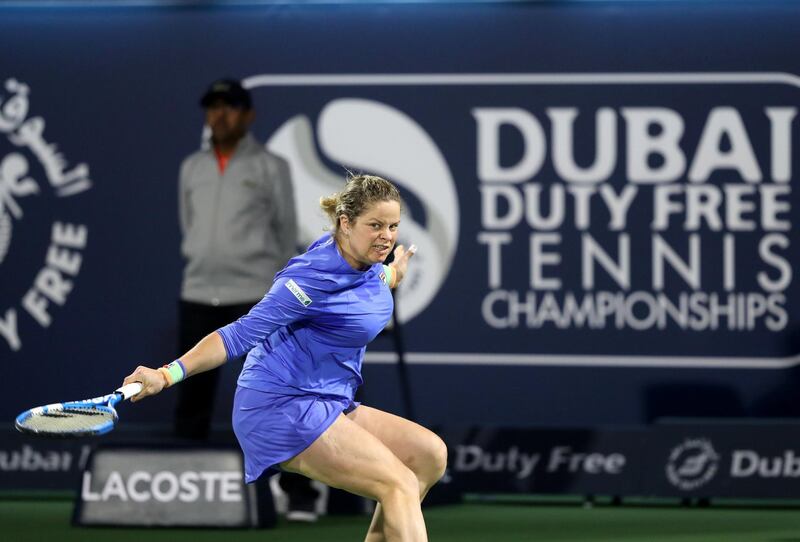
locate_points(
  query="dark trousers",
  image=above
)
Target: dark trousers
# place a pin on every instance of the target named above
(195, 401)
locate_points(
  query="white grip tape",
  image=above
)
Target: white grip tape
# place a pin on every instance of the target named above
(129, 390)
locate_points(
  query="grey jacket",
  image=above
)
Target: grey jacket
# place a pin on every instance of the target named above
(239, 228)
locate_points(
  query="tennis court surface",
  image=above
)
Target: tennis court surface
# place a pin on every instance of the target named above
(32, 519)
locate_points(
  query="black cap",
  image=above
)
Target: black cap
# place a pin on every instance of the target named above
(229, 91)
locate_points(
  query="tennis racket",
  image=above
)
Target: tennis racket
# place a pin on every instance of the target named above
(76, 418)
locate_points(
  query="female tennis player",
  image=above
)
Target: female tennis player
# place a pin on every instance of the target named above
(305, 340)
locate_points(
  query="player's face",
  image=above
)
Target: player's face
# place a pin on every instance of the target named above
(370, 238)
(228, 124)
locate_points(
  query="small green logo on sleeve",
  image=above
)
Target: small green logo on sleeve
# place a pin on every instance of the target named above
(298, 292)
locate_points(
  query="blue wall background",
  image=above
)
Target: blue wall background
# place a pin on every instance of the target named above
(118, 90)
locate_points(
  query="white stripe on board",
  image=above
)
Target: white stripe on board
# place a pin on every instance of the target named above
(684, 362)
(358, 79)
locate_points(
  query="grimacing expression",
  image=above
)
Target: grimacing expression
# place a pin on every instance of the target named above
(370, 238)
(228, 124)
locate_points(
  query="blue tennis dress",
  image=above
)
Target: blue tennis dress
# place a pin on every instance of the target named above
(305, 342)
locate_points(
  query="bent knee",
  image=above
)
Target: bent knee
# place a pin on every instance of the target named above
(438, 458)
(399, 481)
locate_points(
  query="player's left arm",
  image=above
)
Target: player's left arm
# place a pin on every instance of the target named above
(396, 270)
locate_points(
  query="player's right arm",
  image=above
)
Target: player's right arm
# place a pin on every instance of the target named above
(204, 356)
(282, 306)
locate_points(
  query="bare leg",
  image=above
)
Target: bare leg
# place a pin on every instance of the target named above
(418, 448)
(349, 457)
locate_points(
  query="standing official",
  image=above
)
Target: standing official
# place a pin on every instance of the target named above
(239, 228)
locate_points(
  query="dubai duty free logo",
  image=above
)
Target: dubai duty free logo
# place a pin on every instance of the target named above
(31, 168)
(372, 136)
(692, 464)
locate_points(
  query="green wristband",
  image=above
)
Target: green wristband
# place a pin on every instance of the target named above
(176, 370)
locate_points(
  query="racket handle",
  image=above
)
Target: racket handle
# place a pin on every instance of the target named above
(129, 390)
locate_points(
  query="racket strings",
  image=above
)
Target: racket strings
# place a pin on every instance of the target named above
(69, 420)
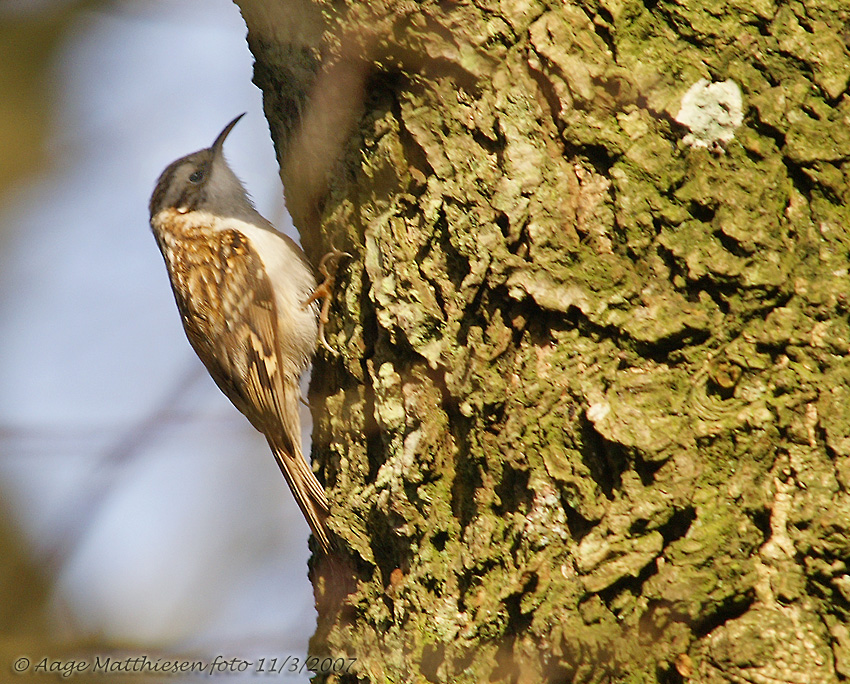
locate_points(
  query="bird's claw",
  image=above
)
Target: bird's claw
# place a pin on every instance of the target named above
(324, 291)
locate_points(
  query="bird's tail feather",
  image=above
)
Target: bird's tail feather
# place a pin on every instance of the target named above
(308, 492)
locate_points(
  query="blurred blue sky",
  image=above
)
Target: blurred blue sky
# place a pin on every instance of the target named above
(159, 512)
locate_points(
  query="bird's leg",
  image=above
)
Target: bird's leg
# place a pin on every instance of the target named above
(327, 267)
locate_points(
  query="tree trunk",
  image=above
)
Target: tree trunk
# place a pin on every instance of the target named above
(588, 417)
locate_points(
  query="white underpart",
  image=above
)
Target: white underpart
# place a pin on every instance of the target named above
(291, 279)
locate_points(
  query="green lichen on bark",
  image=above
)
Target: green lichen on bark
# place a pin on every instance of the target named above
(587, 421)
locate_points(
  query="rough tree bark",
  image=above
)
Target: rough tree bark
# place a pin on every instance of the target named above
(589, 418)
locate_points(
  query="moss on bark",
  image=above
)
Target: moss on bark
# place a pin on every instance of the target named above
(587, 421)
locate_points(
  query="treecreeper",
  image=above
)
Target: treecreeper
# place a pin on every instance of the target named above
(247, 296)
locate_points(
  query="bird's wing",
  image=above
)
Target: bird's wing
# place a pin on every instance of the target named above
(241, 350)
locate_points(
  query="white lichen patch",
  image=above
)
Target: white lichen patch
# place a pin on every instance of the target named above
(712, 112)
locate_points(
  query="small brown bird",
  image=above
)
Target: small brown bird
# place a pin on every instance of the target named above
(247, 298)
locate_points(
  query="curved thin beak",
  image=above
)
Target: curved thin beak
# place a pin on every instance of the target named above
(219, 141)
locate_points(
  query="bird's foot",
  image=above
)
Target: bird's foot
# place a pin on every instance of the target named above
(327, 267)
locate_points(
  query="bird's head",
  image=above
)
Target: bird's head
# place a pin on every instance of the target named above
(202, 181)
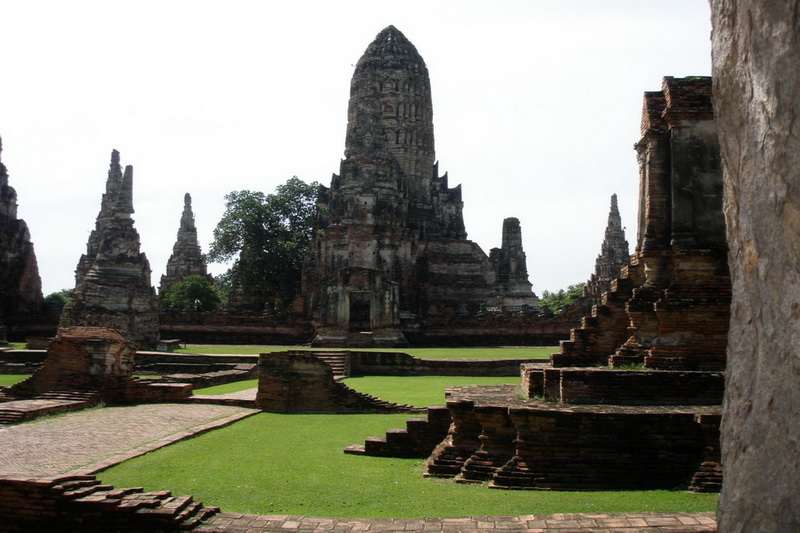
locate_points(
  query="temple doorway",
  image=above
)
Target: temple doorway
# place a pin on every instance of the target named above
(360, 311)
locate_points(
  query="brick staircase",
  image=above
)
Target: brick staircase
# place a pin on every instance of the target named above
(417, 439)
(14, 410)
(98, 507)
(338, 361)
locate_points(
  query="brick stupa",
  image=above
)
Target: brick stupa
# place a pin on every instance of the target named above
(113, 277)
(187, 257)
(20, 284)
(393, 254)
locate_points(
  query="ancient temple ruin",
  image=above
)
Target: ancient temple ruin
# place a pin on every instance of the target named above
(187, 257)
(113, 278)
(614, 255)
(392, 250)
(20, 284)
(669, 308)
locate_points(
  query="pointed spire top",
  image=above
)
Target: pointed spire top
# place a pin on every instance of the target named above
(187, 218)
(124, 200)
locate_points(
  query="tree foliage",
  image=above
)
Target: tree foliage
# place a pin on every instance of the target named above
(555, 302)
(266, 237)
(185, 294)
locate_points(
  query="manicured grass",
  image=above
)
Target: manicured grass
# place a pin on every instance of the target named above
(227, 388)
(504, 352)
(6, 380)
(293, 464)
(419, 391)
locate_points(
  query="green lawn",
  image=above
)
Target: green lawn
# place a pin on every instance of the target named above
(293, 464)
(528, 352)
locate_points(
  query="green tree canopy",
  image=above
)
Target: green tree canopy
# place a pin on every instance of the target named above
(186, 293)
(555, 302)
(266, 236)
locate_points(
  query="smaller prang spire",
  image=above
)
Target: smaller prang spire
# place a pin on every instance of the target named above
(3, 170)
(614, 253)
(187, 257)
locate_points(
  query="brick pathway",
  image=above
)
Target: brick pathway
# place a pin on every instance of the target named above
(89, 441)
(596, 523)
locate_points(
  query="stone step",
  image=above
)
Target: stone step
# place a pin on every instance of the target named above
(355, 449)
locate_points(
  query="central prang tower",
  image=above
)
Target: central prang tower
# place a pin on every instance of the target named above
(391, 252)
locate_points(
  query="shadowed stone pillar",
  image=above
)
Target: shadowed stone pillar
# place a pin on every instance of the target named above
(20, 284)
(113, 278)
(756, 53)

____________

▸ REQUIREMENTS: Pick out every line above that contains the word "pillar" and copy each one in full.

▸ THE RESULT:
  query="shadowed stone pillar",
Target: shadowed stone pillar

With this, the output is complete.